_WORK ITEM A_
Please transcribe the portion of the cathedral passage between "Later we made" and "theatrical than hygienic.", inclusive.

(SUPPLIED TEXT begins)

After dinner that evening we had strolled away from the restaurant to find ourselves caught up in a swelling crowd, making its way towards the cathedral. Curious, we allowed ourselves to be swept along, and at the very moment we arrived in the square, packed with several thousand people, all the lights went out. For the next thirty minutes we were treated to a spectacular son-et-lumière, projected onto the façade of the cathedral which reared into the darkness like a vast mottled cliff, sculpted by wind and rain into fantastic embellishments and ornamentations.
Even in daylight, seen now across the town rooftops, the spires were impressive – a beacon for footsore, weary pilgrims. We were approaching the cathedral from behind and above. As we passed what looked like a small bishop’s palace with an ornamental garden in front of it, an exuberant group of a dozen or so young pilgrims came in from a side street and broke into song. Now we could see down to the deep archway that led into the cathedral square, and this first glimpse of our destination, combined with the cheerfully raised voices, provoked a strong wave of emotion and I was surprised to feel my eyes start to water. We followed the group down the slope, Sarah hobbling determinedly behind me, and as we approached the archway we began to hear Galician pipes above the voices. In the shadows of the archway was a young piper in traditional dress, accompanied by his dog. He broke into a jig as we entered the arch and the music filled it, quickening our pace for the final few steps. Then we were in the square, suddenly overcome with emotion. We stood there and hugged each other and wept.
The square is at least the size of a football pitch. It was filling up with tourists, locals and pilgrims, many sitting or lying stretched out exhausted on the flagstones, surrounded by their walking paraphernalia as if in some modern caravanserai. It was eleven o’clock and we’d made it with an hour to spare. We limped to a cafe just off the square, ordered coffee and took off our boots to wait there for midday. Though we’d walked less than a fifth of the distance some of the other pilgrims had covered, the sense of achievement was almost overwhelming.
Later we made our way into the cathedral and found a pew, stowing our walking gear like everyone else at our feet. The mass lasted an hour and at one point priests from half a dozen different countries stepped forward in turn to address the congregation in their native tongues, all framed by the fantastically ornate gilded cave in which sits a larger-than-life-size effigy of Saint James. Sadly they didn’t swing the botafumeiro, the enormous incense burner which is suspended from high above the apse and takes several priests to set in motion. Originally intended to fumigate travel-stained pilgrims, today its purpose is more theatrical than hygienic.
Before the service began we had glimpsed our Australian friend and exchanged congratulatory smiles. As we left the cathedral we realised that we badly wanted to find her and tell her how much she had come to represent the spirit of the camino for us. We never did. Over the next twenty-four hours we scanned bars and plazas and cafes but she wasn’t there. Perhaps she had already left for Finisterre. She will never know how much she gave us heart for our journey.
But perhaps that is what happens on the camino. Unknowingly we all give each other heart, because of the common purpose, the connection to some long, deep pulse of humanity. Why else would we have felt as we did, that our hearts were almost bursting, when we finally walked into the cathedral square?

(SUPPLIED TEXT ends)
(STUDY MATERIAL begins)

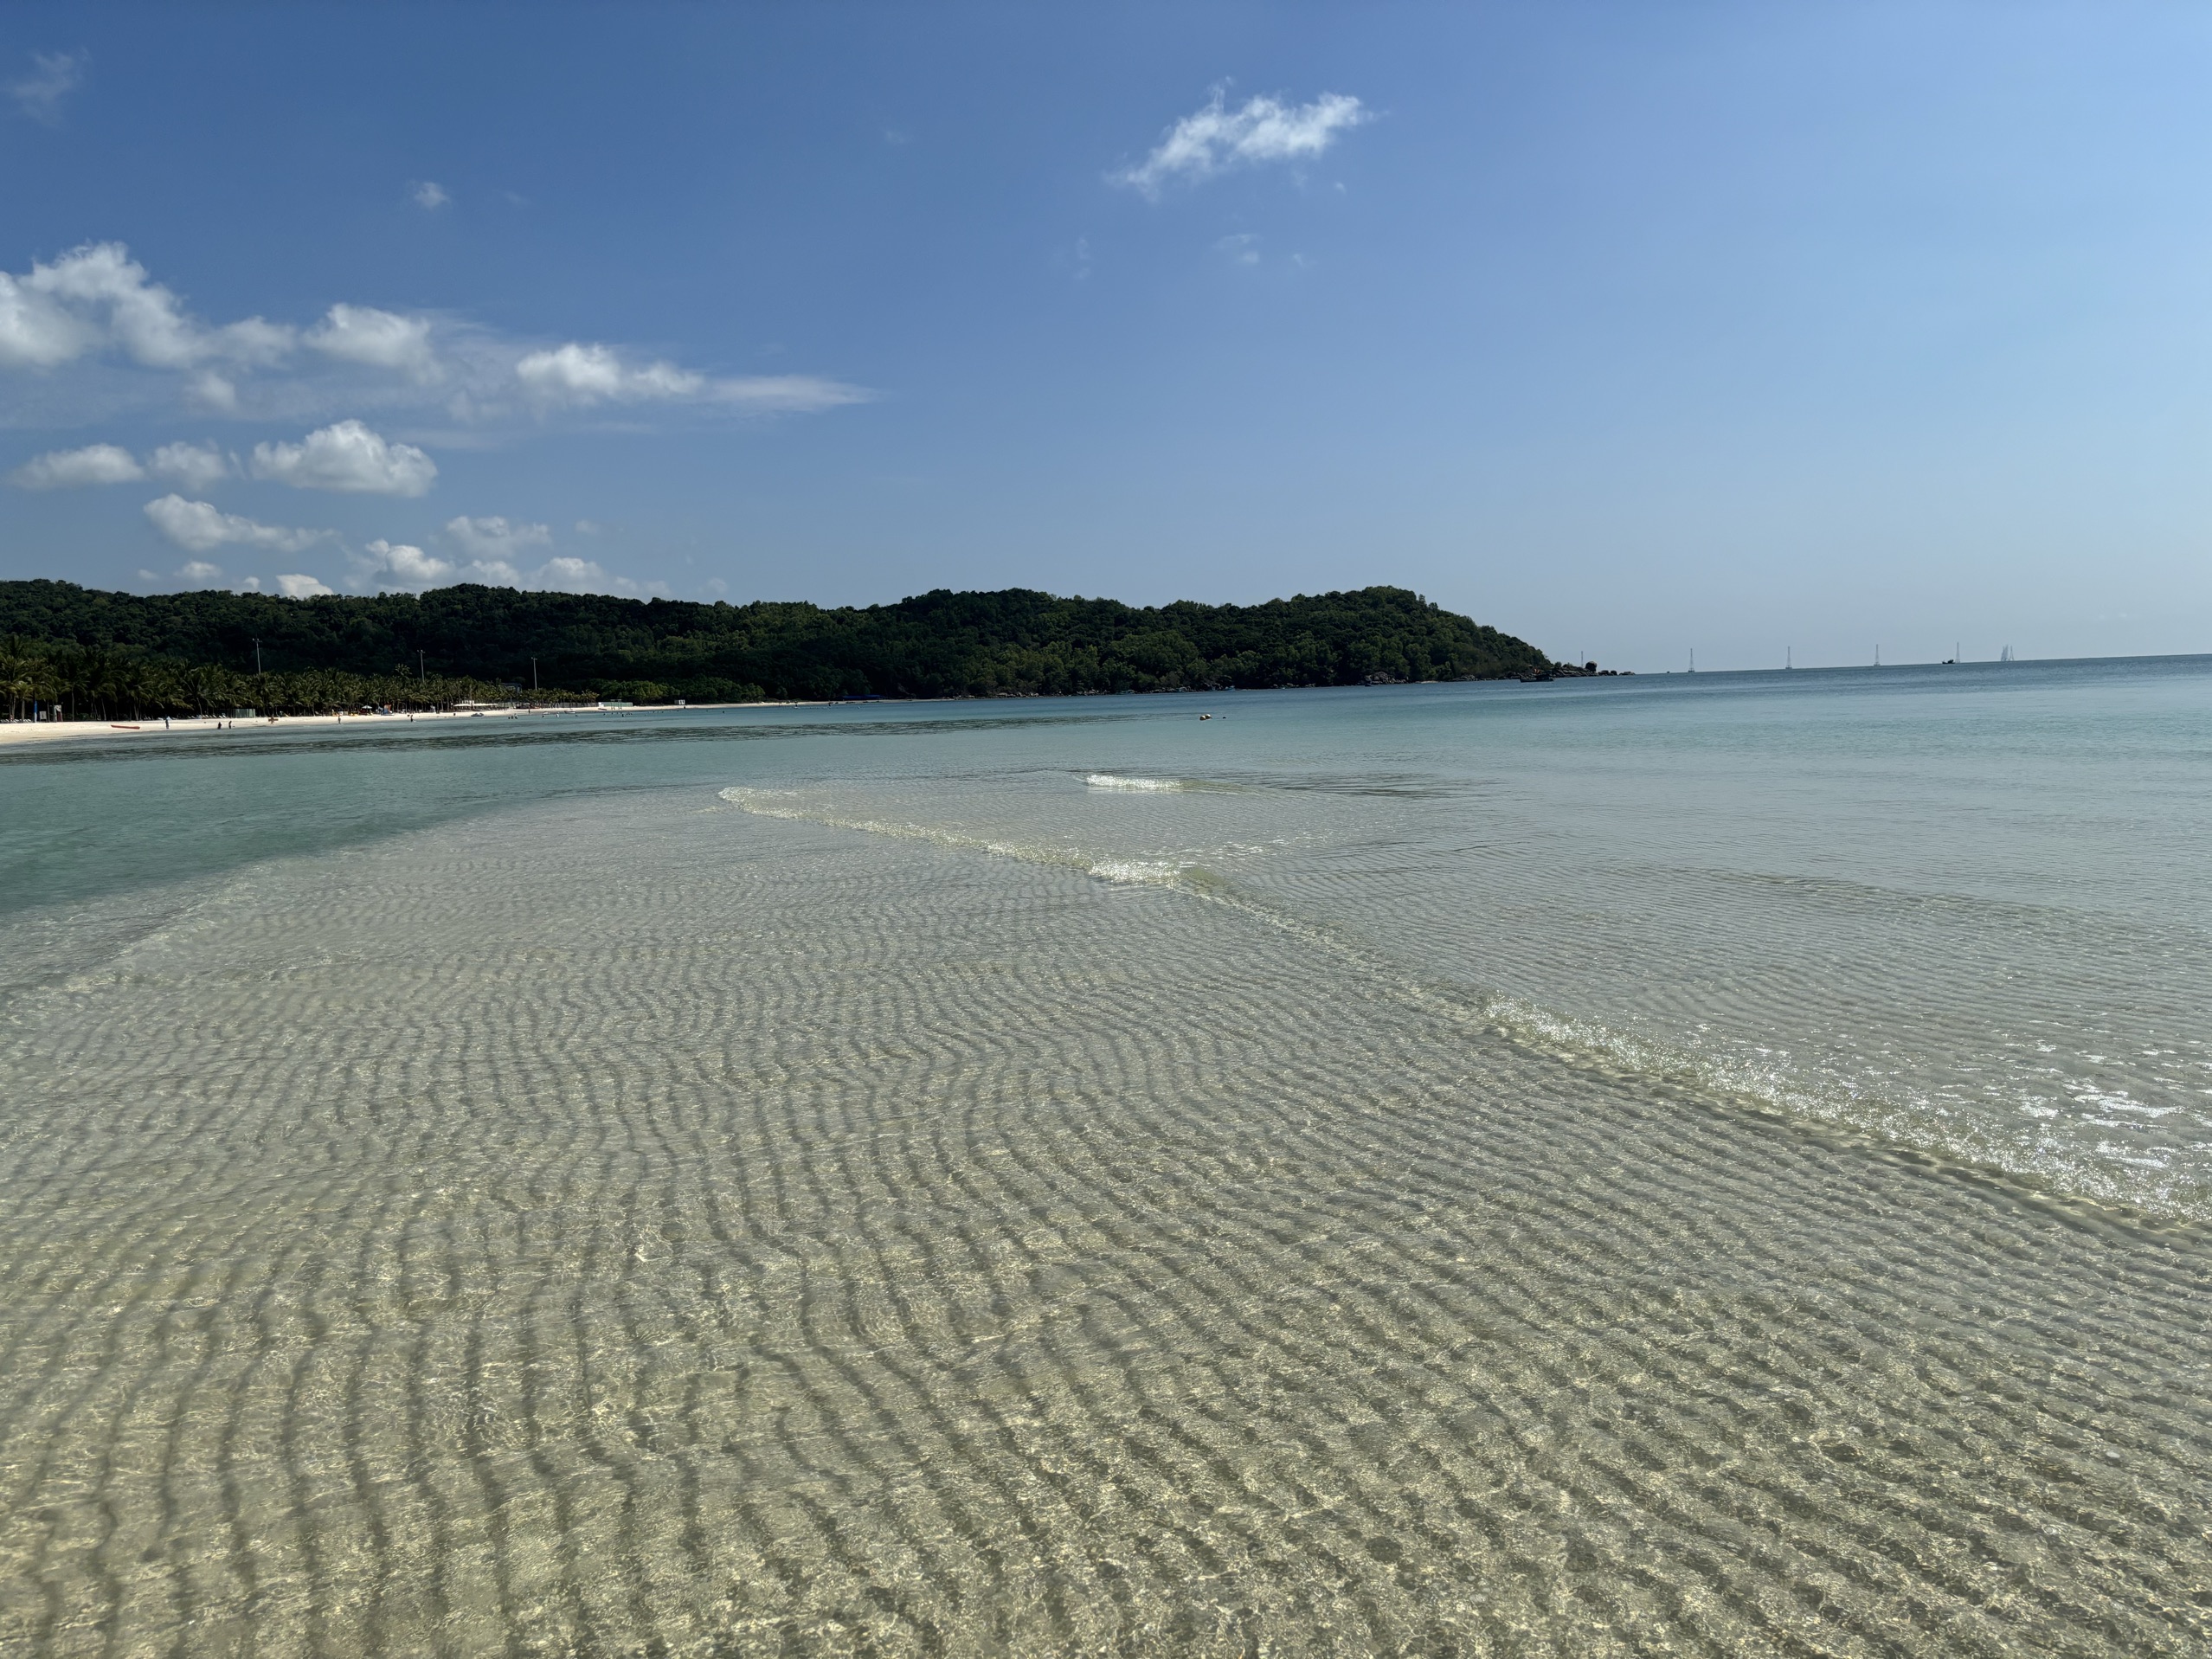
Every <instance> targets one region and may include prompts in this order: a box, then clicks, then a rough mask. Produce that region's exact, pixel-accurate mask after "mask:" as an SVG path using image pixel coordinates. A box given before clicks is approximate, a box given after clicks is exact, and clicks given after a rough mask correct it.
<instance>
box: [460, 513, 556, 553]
mask: <svg viewBox="0 0 2212 1659" xmlns="http://www.w3.org/2000/svg"><path fill="white" fill-rule="evenodd" d="M445 533H447V535H449V538H453V542H456V544H458V546H460V551H462V553H467V555H469V557H473V560H513V557H515V553H518V551H522V549H526V546H551V544H553V529H551V526H546V524H511V522H509V520H504V518H500V515H498V513H493V515H489V518H449V520H447V524H445Z"/></svg>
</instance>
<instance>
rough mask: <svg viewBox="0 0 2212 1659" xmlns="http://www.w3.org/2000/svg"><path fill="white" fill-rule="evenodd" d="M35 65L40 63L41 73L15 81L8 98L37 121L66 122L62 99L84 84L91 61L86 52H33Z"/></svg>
mask: <svg viewBox="0 0 2212 1659" xmlns="http://www.w3.org/2000/svg"><path fill="white" fill-rule="evenodd" d="M31 62H33V64H38V73H35V75H24V77H22V80H11V82H9V84H7V95H9V97H13V100H15V108H20V111H22V113H24V115H29V117H31V119H33V122H44V124H46V126H58V124H60V122H62V100H64V97H69V95H71V93H73V91H77V88H80V86H82V84H84V64H86V62H91V58H88V53H82V51H35V53H31Z"/></svg>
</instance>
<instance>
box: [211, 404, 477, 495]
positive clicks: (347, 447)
mask: <svg viewBox="0 0 2212 1659" xmlns="http://www.w3.org/2000/svg"><path fill="white" fill-rule="evenodd" d="M252 473H254V478H270V480H274V482H279V484H290V487H292V489H332V491H338V493H345V495H422V493H425V491H427V489H429V487H431V482H434V480H436V478H438V462H434V460H431V458H429V456H425V453H422V451H420V449H416V447H414V445H396V442H387V440H385V438H383V434H376V431H369V429H367V427H365V425H363V422H358V420H341V422H338V425H334V427H323V429H321V431H310V434H307V436H305V438H303V440H301V442H296V445H254V460H252Z"/></svg>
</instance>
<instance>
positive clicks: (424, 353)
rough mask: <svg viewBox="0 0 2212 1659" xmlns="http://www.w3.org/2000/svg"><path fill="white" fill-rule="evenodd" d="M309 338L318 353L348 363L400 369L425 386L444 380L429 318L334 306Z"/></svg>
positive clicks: (373, 309) (353, 307) (375, 367)
mask: <svg viewBox="0 0 2212 1659" xmlns="http://www.w3.org/2000/svg"><path fill="white" fill-rule="evenodd" d="M305 338H307V345H312V347H314V349H316V352H323V354H325V356H334V358H341V361H345V363H365V365H367V367H372V369H400V372H403V374H407V376H409V378H414V380H422V383H429V380H436V378H438V376H440V369H438V354H436V352H434V349H431V343H429V319H427V316H400V314H398V312H380V310H376V307H374V305H332V307H330V312H327V314H325V316H323V321H321V323H316V327H312V330H310V332H307V336H305Z"/></svg>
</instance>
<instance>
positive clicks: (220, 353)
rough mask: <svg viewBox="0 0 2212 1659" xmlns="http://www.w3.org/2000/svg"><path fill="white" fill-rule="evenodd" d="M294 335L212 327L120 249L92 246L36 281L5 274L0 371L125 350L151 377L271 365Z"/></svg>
mask: <svg viewBox="0 0 2212 1659" xmlns="http://www.w3.org/2000/svg"><path fill="white" fill-rule="evenodd" d="M292 341H294V330H290V327H285V325H281V323H265V321H261V319H259V316H248V319H246V321H243V323H228V325H226V327H206V325H204V323H199V321H195V319H192V316H186V312H184V307H181V305H179V303H177V296H175V294H173V292H168V290H166V288H164V285H161V283H155V281H148V279H146V268H144V265H139V263H137V261H135V259H131V250H128V248H124V246H122V243H119V241H100V243H84V246H82V248H73V250H71V252H66V254H62V257H60V259H55V261H53V263H51V265H42V263H35V261H33V265H31V274H29V276H7V274H0V363H11V365H20V367H38V369H51V367H55V365H60V363H69V361H71V358H77V356H84V354H86V352H93V349H100V347H117V349H122V352H124V356H128V358H131V361H133V363H139V365H142V367H148V369H188V367H192V365H195V363H204V361H208V358H228V361H234V363H246V365H265V363H274V361H279V358H283V356H285V354H288V352H290V349H292Z"/></svg>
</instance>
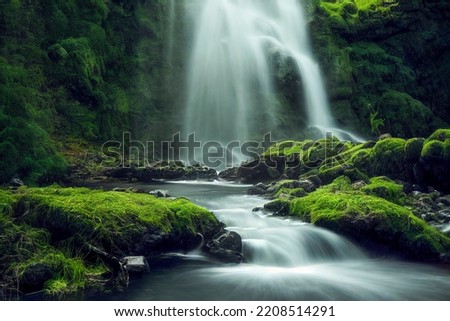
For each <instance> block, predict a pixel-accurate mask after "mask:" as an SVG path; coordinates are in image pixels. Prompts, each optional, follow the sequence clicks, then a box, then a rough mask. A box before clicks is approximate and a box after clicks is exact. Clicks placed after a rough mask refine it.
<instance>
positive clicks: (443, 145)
mask: <svg viewBox="0 0 450 321" xmlns="http://www.w3.org/2000/svg"><path fill="white" fill-rule="evenodd" d="M420 156H421V157H420V160H419V163H418V164H417V166H416V167H415V168H414V169H415V174H416V179H417V180H418V181H419V182H420V183H422V184H426V185H431V186H433V187H435V188H438V189H440V190H443V191H445V192H448V191H450V180H449V179H448V178H449V177H450V129H439V130H437V131H435V132H434V133H433V134H432V135H431V136H430V137H428V138H427V139H426V140H425V142H424V145H423V148H422V151H421V155H420Z"/></svg>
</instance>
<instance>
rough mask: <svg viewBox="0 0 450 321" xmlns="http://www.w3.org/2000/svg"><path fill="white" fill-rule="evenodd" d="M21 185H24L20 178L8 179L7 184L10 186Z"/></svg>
mask: <svg viewBox="0 0 450 321" xmlns="http://www.w3.org/2000/svg"><path fill="white" fill-rule="evenodd" d="M23 185H25V184H24V182H23V181H22V180H21V179H20V178H13V179H11V180H10V181H9V186H12V187H20V186H23Z"/></svg>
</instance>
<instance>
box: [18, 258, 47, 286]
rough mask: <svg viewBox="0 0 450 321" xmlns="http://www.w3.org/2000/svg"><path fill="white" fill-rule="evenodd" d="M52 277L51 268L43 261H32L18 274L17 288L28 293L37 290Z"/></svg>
mask: <svg viewBox="0 0 450 321" xmlns="http://www.w3.org/2000/svg"><path fill="white" fill-rule="evenodd" d="M52 278H53V270H52V268H51V267H50V266H49V265H47V264H44V263H32V264H30V265H29V266H27V267H26V269H25V271H24V272H23V274H22V275H21V276H20V280H19V288H20V290H21V291H22V292H25V293H30V292H34V291H39V290H41V289H42V288H43V286H44V284H45V282H47V281H48V280H51V279H52Z"/></svg>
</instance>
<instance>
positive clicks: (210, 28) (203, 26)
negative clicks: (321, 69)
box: [184, 0, 335, 144]
mask: <svg viewBox="0 0 450 321" xmlns="http://www.w3.org/2000/svg"><path fill="white" fill-rule="evenodd" d="M190 4H191V6H190V7H191V10H190V11H191V14H192V19H193V20H194V23H195V26H194V28H193V30H194V39H193V46H192V50H191V56H190V61H189V69H188V98H187V106H186V114H185V117H184V132H185V133H186V134H189V133H193V132H195V134H196V138H197V139H198V140H200V141H202V142H205V141H211V140H212V141H218V142H220V143H222V144H226V143H228V142H230V141H233V140H236V141H240V142H242V141H246V140H248V139H249V138H250V133H251V128H249V127H250V125H249V124H252V123H253V122H254V120H255V119H256V118H258V117H260V116H261V115H269V117H266V121H267V118H269V121H270V118H271V116H272V115H273V114H274V108H275V107H276V106H279V105H280V104H279V102H278V101H277V98H276V94H275V92H276V90H275V88H274V84H273V79H274V76H275V75H274V73H275V72H276V70H274V68H273V57H274V56H275V55H277V57H279V58H280V57H281V59H284V60H287V59H290V60H293V61H294V62H295V67H296V68H297V71H296V72H297V74H298V75H300V76H301V83H302V84H301V85H300V84H299V85H298V86H299V88H298V91H299V93H300V92H303V95H304V97H305V101H304V104H305V105H306V115H307V118H308V124H309V125H310V126H316V127H317V128H320V129H321V130H322V131H326V130H327V129H329V128H334V127H335V125H334V124H333V119H332V116H331V114H330V110H329V106H328V101H327V96H326V93H325V90H324V84H323V80H322V77H321V73H320V70H319V66H318V64H317V62H316V61H315V60H314V57H313V55H312V52H311V48H310V44H309V37H308V33H307V28H306V24H307V21H306V19H305V15H304V12H303V8H302V3H301V1H298V0H282V1H272V0H270V1H268V0H214V1H212V0H192V1H191V2H190ZM256 126H260V127H261V126H267V124H264V123H258V124H257V125H256ZM267 127H270V126H267ZM299 129H300V128H299Z"/></svg>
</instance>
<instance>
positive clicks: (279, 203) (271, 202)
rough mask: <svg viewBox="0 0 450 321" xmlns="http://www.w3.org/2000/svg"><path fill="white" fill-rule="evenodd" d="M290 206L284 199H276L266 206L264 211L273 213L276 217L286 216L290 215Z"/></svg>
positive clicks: (268, 203)
mask: <svg viewBox="0 0 450 321" xmlns="http://www.w3.org/2000/svg"><path fill="white" fill-rule="evenodd" d="M289 207H290V204H289V202H288V201H286V200H284V199H276V200H274V201H272V202H269V203H266V204H264V209H265V210H267V211H269V212H272V213H273V214H274V215H279V216H285V215H288V214H289Z"/></svg>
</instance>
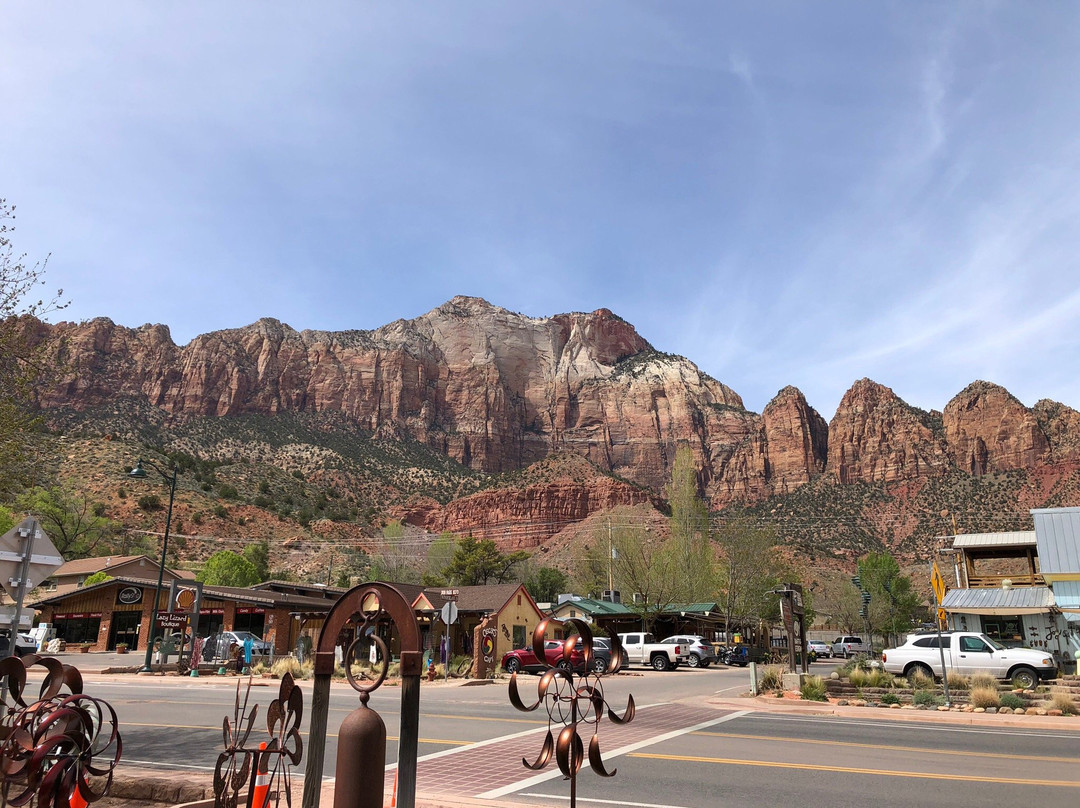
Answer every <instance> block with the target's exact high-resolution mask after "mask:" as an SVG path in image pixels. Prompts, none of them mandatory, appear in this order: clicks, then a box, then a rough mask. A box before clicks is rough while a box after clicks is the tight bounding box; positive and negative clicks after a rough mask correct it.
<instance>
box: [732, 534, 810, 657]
mask: <svg viewBox="0 0 1080 808" xmlns="http://www.w3.org/2000/svg"><path fill="white" fill-rule="evenodd" d="M717 541H718V542H719V544H720V547H721V548H723V551H724V560H723V562H721V564H720V576H719V579H720V582H721V592H723V605H724V630H725V633H726V636H730V635H731V634H730V632H731V627H732V623H735V624H738V623H739V621H740V620H744V619H747V618H750V619H755V620H757V619H762V620H768V619H775V618H777V617H779V608H780V607H779V601H778V598H777V596H775V595H774V594H773V593H772V590H774V589H777V588H778V587H779V585H780V583H782V582H784V581H785V579H788V580H792V579H793V578H794V574H793V570H792V568H791V566H789V565H788V564H787V563H786V561H785V560H784V557H783V555H782V554H781V552H780V548H779V546H778V541H777V537H775V534H773V533H772V531H771V530H766V529H762V528H759V527H755V526H753V525H750V524H747V523H744V522H738V521H737V522H728V523H726V524H724V525H723V526H721V527H720V528H719V529H718V530H717Z"/></svg>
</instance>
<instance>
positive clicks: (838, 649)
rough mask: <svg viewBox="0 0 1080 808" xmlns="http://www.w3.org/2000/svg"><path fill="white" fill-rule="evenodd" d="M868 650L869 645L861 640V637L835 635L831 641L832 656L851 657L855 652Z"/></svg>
mask: <svg viewBox="0 0 1080 808" xmlns="http://www.w3.org/2000/svg"><path fill="white" fill-rule="evenodd" d="M869 652H870V647H869V646H868V645H867V644H866V643H864V642H863V638H862V637H854V636H847V637H837V638H836V639H834V641H833V656H834V657H843V658H845V659H851V658H852V657H854V656H855V655H856V654H866V655H867V656H868V655H869Z"/></svg>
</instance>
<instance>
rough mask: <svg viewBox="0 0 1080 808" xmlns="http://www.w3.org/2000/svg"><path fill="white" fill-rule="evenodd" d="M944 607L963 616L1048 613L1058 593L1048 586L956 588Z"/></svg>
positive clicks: (1028, 614)
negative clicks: (1002, 587) (986, 587)
mask: <svg viewBox="0 0 1080 808" xmlns="http://www.w3.org/2000/svg"><path fill="white" fill-rule="evenodd" d="M942 608H943V609H945V610H946V611H949V612H954V614H962V615H999V616H1011V615H1044V614H1047V612H1049V611H1052V610H1053V609H1054V595H1053V593H1052V592H1051V591H1050V589H1049V588H1048V587H1023V588H1016V589H1009V590H1005V589H997V588H994V589H989V588H987V589H954V590H949V591H948V592H947V593H946V594H945V600H944V601H943V602H942Z"/></svg>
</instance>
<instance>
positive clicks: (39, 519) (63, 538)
mask: <svg viewBox="0 0 1080 808" xmlns="http://www.w3.org/2000/svg"><path fill="white" fill-rule="evenodd" d="M18 507H19V508H21V509H23V510H25V511H26V512H27V513H30V514H33V515H35V516H37V517H38V519H39V520H40V521H41V527H42V528H43V529H44V531H45V533H46V534H49V537H50V538H51V539H52V540H53V544H54V546H55V548H56V549H57V550H58V551H59V553H60V555H63V556H64V557H65V558H66V560H67V561H71V560H73V558H86V557H90V556H93V555H96V554H98V552H100V551H105V550H107V549H110V542H111V540H112V539H113V537H116V535H117V531H118V530H119V527H120V525H119V524H117V523H116V522H112V521H110V520H108V519H106V517H105V516H98V515H95V502H93V501H92V500H91V499H89V498H87V497H86V496H85V495H83V494H73V493H71V491H67V490H64V489H63V488H48V489H46V488H33V489H31V490H29V491H27V493H26V494H24V495H23V496H21V497H19V498H18Z"/></svg>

(STUDY MATERIAL ends)

_WORK ITEM B_
Gather every line of the records that contains the string "correct", matching case exactly.

_TASK RESULT A_
Later we made our way into the cathedral and found a pew, stowing our walking gear like everyone else at our feet. The mass lasted an hour and at one point priests from half a dozen different countries stepped forward in turn to address the congregation in their native tongues, all framed by the fantastically ornate gilded cave in which sits a larger-than-life-size effigy of Saint James. Sadly they didn’t swing the botafumeiro, the enormous incense burner which is suspended from high above the apse and takes several priests to set in motion. Originally intended to fumigate travel-stained pilgrims, today its purpose is more theatrical than hygienic.

_TASK RESULT B_
Every <instance> targets one region and may include prompts in this order: a box, then clicks, then a rough mask. Produce that region's exact, pixel-accurate mask after "mask:" as an SVG path using image pixel coordinates. A box given before clicks is approximate, a box given after clicks is exact, and clicks given after a rough mask correct it.
Answer every <instance> block with the target's exact high-resolution mask after "mask:" as an SVG path in image pixels. Prompts, none of them mandatory, appear in this order: clicks, then a box, then a rough mask. A box before clicks is rough while a box after clicks is the tight bounding box; positive and negative clicks after a rough mask correct it.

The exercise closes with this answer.